→ **Written exercise**
Return the entries below word for word, omitting the pictures.

Excerpts from a point labeling dataset
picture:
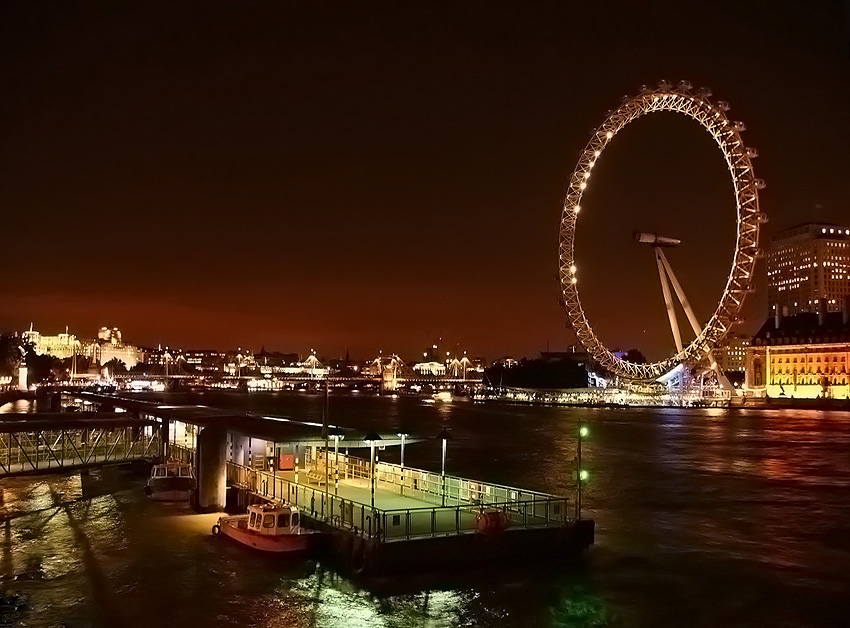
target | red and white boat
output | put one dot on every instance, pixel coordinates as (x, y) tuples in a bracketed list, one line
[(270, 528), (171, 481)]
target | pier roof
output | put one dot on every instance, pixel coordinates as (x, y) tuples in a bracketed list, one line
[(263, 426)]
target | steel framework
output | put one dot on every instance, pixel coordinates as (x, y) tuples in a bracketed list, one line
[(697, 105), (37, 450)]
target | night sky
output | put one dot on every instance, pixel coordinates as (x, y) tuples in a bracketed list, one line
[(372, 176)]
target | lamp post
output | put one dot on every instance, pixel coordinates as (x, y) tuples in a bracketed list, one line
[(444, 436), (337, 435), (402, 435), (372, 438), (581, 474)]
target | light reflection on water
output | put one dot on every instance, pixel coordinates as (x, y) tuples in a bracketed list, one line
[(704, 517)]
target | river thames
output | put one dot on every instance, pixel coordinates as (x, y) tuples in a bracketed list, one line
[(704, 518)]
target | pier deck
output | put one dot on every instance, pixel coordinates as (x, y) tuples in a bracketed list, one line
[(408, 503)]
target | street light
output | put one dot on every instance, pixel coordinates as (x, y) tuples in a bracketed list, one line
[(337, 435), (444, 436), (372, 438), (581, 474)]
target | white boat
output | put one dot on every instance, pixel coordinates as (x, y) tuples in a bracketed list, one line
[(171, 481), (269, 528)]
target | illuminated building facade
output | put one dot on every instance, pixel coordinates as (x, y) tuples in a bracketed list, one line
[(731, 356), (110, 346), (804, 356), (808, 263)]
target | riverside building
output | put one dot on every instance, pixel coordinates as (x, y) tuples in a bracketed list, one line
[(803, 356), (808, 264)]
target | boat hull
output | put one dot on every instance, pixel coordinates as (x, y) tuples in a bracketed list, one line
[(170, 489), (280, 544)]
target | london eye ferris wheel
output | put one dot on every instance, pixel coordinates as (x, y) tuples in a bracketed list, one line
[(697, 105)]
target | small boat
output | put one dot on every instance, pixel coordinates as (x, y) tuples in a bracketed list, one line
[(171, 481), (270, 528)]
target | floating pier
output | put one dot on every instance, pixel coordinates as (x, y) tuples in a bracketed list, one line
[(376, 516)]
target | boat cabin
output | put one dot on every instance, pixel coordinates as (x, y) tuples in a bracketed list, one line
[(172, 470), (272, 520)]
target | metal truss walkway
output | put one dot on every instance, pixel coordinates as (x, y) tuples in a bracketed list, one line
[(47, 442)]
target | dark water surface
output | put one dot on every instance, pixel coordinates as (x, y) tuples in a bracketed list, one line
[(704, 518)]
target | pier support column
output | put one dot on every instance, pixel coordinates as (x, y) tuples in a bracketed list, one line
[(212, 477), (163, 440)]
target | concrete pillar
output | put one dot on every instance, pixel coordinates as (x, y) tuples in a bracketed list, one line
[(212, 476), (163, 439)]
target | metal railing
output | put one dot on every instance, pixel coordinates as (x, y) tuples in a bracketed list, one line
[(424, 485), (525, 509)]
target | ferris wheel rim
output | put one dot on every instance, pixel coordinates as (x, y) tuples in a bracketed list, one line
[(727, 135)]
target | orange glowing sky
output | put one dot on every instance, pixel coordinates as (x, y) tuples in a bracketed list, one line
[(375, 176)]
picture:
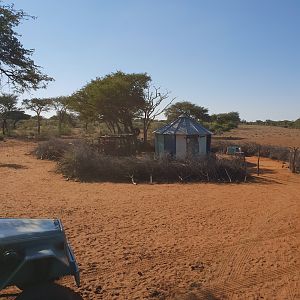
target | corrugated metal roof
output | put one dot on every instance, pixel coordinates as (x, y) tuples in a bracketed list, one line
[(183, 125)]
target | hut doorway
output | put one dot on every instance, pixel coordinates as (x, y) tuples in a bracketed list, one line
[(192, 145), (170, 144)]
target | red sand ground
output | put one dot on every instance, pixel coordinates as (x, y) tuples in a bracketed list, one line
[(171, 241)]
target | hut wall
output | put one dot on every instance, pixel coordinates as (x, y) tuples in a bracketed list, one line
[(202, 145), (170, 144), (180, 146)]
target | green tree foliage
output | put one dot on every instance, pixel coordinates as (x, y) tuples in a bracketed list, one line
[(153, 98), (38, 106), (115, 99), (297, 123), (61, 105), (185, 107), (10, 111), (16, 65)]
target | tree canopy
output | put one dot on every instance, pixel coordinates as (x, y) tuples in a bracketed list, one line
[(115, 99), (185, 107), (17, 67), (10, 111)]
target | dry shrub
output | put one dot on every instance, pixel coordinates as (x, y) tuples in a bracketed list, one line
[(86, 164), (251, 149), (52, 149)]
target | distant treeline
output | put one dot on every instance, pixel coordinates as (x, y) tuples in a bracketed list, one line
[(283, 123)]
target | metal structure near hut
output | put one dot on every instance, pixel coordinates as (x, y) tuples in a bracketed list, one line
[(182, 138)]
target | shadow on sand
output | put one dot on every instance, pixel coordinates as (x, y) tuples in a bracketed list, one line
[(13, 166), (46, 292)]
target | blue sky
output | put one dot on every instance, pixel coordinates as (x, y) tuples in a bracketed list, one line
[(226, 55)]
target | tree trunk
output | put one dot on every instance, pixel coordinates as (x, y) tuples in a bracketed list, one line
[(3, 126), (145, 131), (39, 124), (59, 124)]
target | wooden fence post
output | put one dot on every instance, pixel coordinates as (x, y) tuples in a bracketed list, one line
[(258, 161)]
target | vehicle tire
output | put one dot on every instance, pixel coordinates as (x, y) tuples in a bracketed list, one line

→ **Written solution**
picture:
target | red and white boat
output | put one dot on every instance, pixel coordinates as (x, y) tuples in a bracketed list, one line
[(270, 528), (171, 481)]
target | pier roof
output | put one dot on every instance, pixel coordinates as (x, y) tuples in a bracketed list, one line
[(263, 426)]
target | steel framework
output | put one dot on every instance, pixel coordinates as (x, y) tuples in a bracketed list, one line
[(697, 105), (37, 450)]
target | night sky
output | put one dot on every instance, pixel coordinates as (x, y) tuples in a bracketed list, one line
[(372, 176)]
target | lamp post
output | put one dot on every instance, pixel coordinates as (x, y) tuples in a bracketed list, one line
[(444, 436), (337, 435), (402, 435), (372, 438), (581, 474)]
target | light reflection on water
output | put one dot on every instance, pixel coordinates as (x, y) tuples in a bracketed list, one line
[(704, 517)]
target | river thames
output | put one dot on every instance, pixel coordinates as (x, y) tuples in a bracketed list, one line
[(704, 518)]
target | pier deck
output | put one dot on every instance, pixel coordinates as (x, y) tuples in a bracketed list, one line
[(408, 503)]
target | street light
output | put one dot on every instance, pixel coordinates as (x, y) tuples in a bracketed list, one line
[(337, 435), (444, 436), (372, 438), (581, 474)]
target | white boat
output | put one dot on every instance, pixel coordinates as (x, y) tuples in a bracketed list, one line
[(171, 481), (269, 528)]
target | illuminated building facade
output | put one dot on every instance, pixel coordinates as (x, y) tuples in a bracketed list, one line
[(731, 356), (110, 346), (804, 356), (808, 263)]
target | riverside building
output | put one dot on every instance, pixel coordinates as (x, y) tuples in a bracketed list, one line
[(803, 356), (808, 264)]
target | boat hull
output | put one dot on every instance, pixel coordinates as (x, y) tuples in a bracketed list, one line
[(170, 489), (280, 544)]
target | london eye ferris wheel
output | put one dot on every instance, pixel coordinates as (x, y) tuples in a bracketed list, one line
[(697, 105)]
target | small boat
output | put one dot on every instance, pixel coordinates as (x, y) tuples in a bracketed list, one line
[(171, 481), (270, 528)]
target | floating pier
output | put one dot on every instance, pixel coordinates as (x, y) tuples in a bracketed list, one line
[(376, 516)]
target | boat cabin
output | put one dot on every instance, pixel coordinates as (x, y) tuples in a bracketed list, one line
[(172, 470), (272, 520)]
target | metal truss walkway
output | put one dot on every instance, pixel coordinates as (x, y) tuples in a bracketed list, one line
[(47, 442)]
target | dark water surface
output | put one dot on every instance, pixel coordinates as (x, y) tuples in a bracketed list, one line
[(704, 518)]
target | pier support column
output | put one dot on every instance, pixel coordinates as (x, y) tuples in a bracketed list, one line
[(212, 477), (163, 440)]
target | concrete pillar
output | put one dot on every instance, pixel coordinates as (x, y) tuples in a bracketed list, one line
[(212, 476), (163, 439)]
target | metal railing
output | put one dot on every instance, pixel coordinates as (x, y) tuples in a bracketed list, one line
[(424, 485), (525, 509)]
target | ferris wheel rim
output | put one dot on every instance, pixel coordinates as (x, y) tuples in a bracketed list, one line
[(727, 135)]
target | orange glowing sky
output | put one dot on every instance, pixel coordinates as (x, y) tuples in a bracketed list, one line
[(375, 176)]
picture:
target | corrugated metal roof
output | put one dot on every instance, pixel coordinates as (x, y) tuples in a bracketed list, one line
[(183, 125)]
target | hut doorway
output | put one dot on every instance, pixel coordinates as (x, y) tuples in a bracketed list, one line
[(192, 145), (170, 144)]
target | red sand ground
output | put one dot on every instance, pixel coordinates as (x, y) tuples in a bracketed list, one line
[(171, 241)]
target | hut wall
output | put one dot on every instance, pixel coordinates as (x, y) tuples in a bracketed list, one line
[(202, 145), (170, 144), (180, 146)]
target | green tree foliage
output | put one dot on every instance, pixel coordinates as (x, y) tuples in a bracketed list, one line
[(153, 98), (38, 106), (115, 99), (297, 123), (61, 105), (185, 107), (10, 111), (16, 65)]
target | tree canopy
output | put one dot on every instance, pixel coordinates as (x, y) tuples in a bracketed list, one line
[(115, 99), (185, 107), (17, 67), (10, 111)]
target | dry shrub
output | put one dot on every instance, pixel coordinates as (x, y) tuples in a bracketed list, one line
[(86, 164), (251, 149), (52, 149)]
target | distant treeline
output | put one dot on every instance, pixel coordinates as (x, y) tuples in a bracketed list, one line
[(283, 123)]
target | metal structure near hut
output | put one dot on every instance, pixel coordinates as (x, y) tuples in a bracketed list, one line
[(182, 138)]
target | shadow on sand
output | put one dot on every instance, pixel coordinates as (x, y) tuples in a bracketed list, one line
[(13, 166), (46, 292)]
target | blue sky
output | put one dot on every instance, pixel coordinates as (x, y) tuples in a bracketed list, one line
[(226, 55)]
target | tree trunk
output | put one dot on every instance, pixel coordinates as (x, y) tuples in a bracketed list, one line
[(3, 126), (145, 131), (39, 124), (59, 124)]
target | wooden fence post
output | put one dot on every instance, pixel coordinates as (x, y) tuples in a bracketed list, one line
[(258, 161)]
target | vehicle tire
output | put one dot on every instance, pixel coordinates as (x, y) tuples in a bracketed list, one line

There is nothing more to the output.